* Exercise description *
Rewrite the lines from the start up to and including the line with "[87,126,148,140]", shifting every bounding-box coordinate up by 147 and changing nothing else. Leave the pictures out.

BEGIN

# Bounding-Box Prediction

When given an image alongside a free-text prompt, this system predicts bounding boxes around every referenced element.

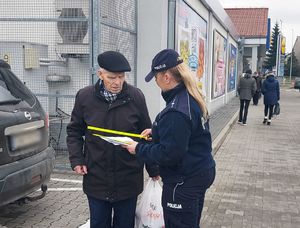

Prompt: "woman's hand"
[121,141,138,154]
[141,128,152,141]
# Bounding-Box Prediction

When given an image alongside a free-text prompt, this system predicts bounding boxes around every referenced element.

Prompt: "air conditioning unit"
[55,0,89,55]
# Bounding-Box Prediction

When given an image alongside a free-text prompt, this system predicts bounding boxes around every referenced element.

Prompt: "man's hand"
[74,165,87,175]
[141,128,152,141]
[121,141,138,154]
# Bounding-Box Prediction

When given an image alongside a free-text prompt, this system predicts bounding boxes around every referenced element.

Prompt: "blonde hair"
[168,63,208,119]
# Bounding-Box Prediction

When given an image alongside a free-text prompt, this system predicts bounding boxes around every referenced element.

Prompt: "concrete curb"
[212,110,239,156]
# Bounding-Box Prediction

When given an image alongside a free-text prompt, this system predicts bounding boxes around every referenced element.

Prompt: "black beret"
[98,51,131,72]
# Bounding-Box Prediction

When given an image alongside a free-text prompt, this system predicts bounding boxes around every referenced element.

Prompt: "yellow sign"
[87,126,148,140]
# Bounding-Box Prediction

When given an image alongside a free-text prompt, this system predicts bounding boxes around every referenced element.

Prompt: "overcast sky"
[219,0,300,52]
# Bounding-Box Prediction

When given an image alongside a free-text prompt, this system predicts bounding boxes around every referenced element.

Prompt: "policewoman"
[125,49,215,228]
[67,51,158,228]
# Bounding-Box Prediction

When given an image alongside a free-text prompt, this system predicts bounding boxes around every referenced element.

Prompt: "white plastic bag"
[135,178,165,228]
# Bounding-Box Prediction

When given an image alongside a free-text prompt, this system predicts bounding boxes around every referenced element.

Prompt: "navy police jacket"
[136,83,215,182]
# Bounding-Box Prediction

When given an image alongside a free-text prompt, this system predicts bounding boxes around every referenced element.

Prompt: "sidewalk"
[201,88,300,228]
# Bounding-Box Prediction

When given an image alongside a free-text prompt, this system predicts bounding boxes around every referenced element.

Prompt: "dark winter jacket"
[136,84,215,182]
[238,73,256,101]
[261,75,280,105]
[67,79,158,202]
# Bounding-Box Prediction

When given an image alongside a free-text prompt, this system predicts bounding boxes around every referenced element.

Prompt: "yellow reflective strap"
[87,126,147,140]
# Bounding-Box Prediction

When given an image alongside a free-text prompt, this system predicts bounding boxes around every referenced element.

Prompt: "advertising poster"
[227,44,237,92]
[212,30,227,99]
[176,0,207,95]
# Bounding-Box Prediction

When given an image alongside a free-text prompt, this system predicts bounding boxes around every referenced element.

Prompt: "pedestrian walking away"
[262,72,280,125]
[67,51,158,228]
[238,69,256,125]
[253,72,262,105]
[124,49,215,228]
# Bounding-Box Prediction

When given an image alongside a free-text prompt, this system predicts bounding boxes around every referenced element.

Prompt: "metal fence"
[0,0,137,169]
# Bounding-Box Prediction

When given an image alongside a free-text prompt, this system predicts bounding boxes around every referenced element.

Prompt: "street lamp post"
[290,29,294,83]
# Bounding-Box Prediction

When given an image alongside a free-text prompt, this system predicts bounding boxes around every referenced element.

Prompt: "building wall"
[137,0,238,120]
[293,36,300,62]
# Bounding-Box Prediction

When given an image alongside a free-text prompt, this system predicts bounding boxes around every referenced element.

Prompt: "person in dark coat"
[253,72,262,105]
[67,51,158,228]
[238,69,256,125]
[122,49,215,228]
[261,73,280,125]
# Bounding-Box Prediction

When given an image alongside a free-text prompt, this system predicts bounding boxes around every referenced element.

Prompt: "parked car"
[294,77,300,90]
[0,60,55,206]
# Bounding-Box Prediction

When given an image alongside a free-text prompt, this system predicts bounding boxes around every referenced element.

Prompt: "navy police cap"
[145,49,183,82]
[98,51,131,72]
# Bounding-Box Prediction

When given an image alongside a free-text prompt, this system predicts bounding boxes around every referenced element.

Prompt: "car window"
[0,68,36,107]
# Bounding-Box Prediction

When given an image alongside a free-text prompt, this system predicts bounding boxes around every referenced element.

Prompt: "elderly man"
[67,51,158,228]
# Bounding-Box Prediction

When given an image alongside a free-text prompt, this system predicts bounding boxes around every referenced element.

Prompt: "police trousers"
[162,167,216,228]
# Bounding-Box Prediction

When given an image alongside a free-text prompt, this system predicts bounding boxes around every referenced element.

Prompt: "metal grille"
[0,0,137,169]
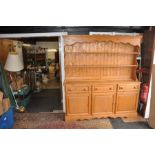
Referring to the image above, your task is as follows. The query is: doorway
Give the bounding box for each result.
[20,37,62,113]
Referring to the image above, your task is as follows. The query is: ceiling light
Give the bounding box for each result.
[47,49,57,52]
[23,44,31,47]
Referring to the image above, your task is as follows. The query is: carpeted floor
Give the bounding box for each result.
[14,113,150,129]
[14,113,112,129]
[26,89,62,113]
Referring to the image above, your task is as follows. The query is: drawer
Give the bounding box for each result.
[92,84,116,92]
[66,85,90,93]
[118,83,139,91]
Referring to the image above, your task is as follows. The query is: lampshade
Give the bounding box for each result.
[4,52,24,72]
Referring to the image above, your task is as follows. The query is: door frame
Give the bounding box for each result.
[0,32,68,113]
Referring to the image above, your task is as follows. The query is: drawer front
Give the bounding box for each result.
[66,85,90,93]
[92,84,116,92]
[118,83,139,91]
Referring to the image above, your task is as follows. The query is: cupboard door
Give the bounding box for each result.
[92,93,116,114]
[66,93,91,115]
[116,91,138,113]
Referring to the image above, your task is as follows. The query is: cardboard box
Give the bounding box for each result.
[0,101,4,116]
[0,91,3,102]
[2,98,11,112]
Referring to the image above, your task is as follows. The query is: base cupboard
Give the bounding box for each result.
[64,36,141,120]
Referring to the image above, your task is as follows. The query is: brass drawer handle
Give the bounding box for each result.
[119,87,123,89]
[94,88,98,90]
[82,88,87,91]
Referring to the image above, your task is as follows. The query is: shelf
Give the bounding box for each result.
[65,65,138,68]
[65,51,139,55]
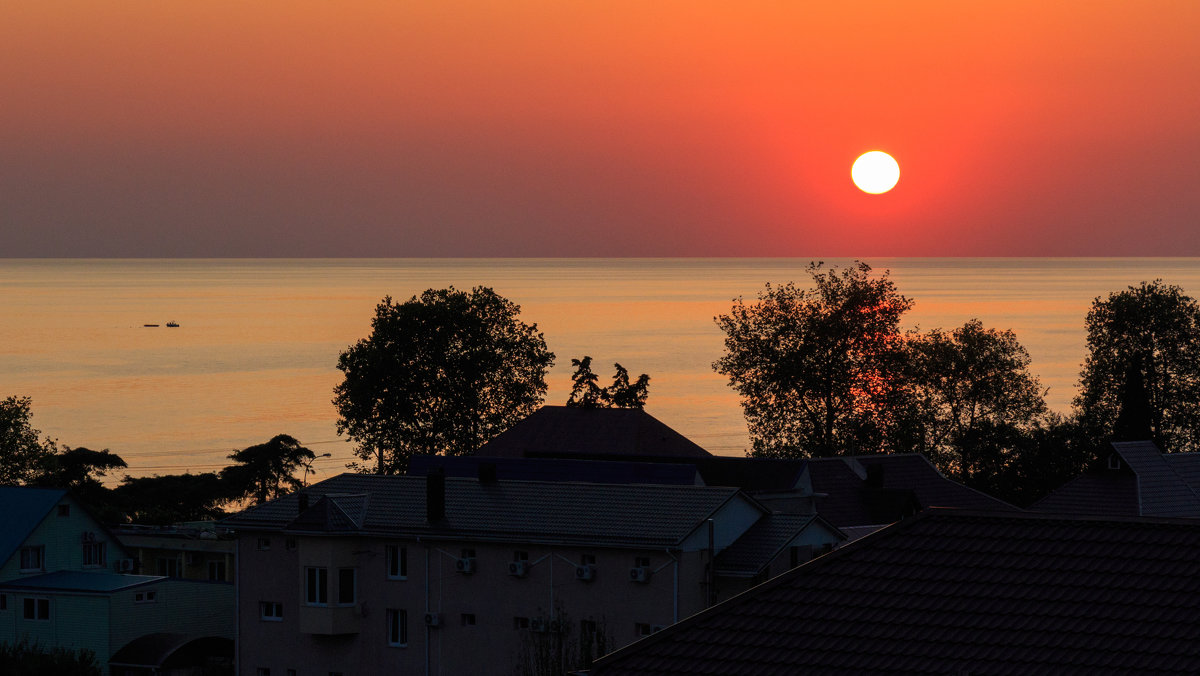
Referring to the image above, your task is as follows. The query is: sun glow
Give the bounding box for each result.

END

* Answer in full *
# Bounding-Box Prediction

When given an image alongside a free-text prompt, this system predicts bounding boxes around every referenced element.


Prompt: "woman's hand"
[268,288,285,301]
[288,275,299,288]
# Bounding-Box Prediction

When given an image alongside a free-text prompt, this system predicts bounding boxes around every referenced element.

Prompt: "air conditioning unit"
[202,147,236,202]
# Bounding-Box Prediction

When given an image alongside a free-text prompt, this system predicts bounding boxes around every referenced element.

Prompt: "man's hand"
[221,312,234,322]
[288,275,299,288]
[268,288,285,301]
# Bounding-Box Prediction

When given an image alongside a free-text prompt, this system predicts bounding boxes around every referenced element.

Prompt: "blonde hair"
[315,210,355,266]
# Bounding-Box Prediction

When given an image alongside a free-text prompt, this system predicts bounding boxes around every referenced element.

Prompt: "concrete curb"
[359,257,386,303]
# Bounding-Box Prediction

When given an image alongside a free-text prompt, this system predicts bounding boxes around every referenced element.

Prompt: "black beret"
[245,198,278,219]
# Bounding-Box Prediction

When given an image alongside a free-text prompt, this system predicts bounding boxes around every referenced element.

Prompt: "yellow sign"
[234,273,295,287]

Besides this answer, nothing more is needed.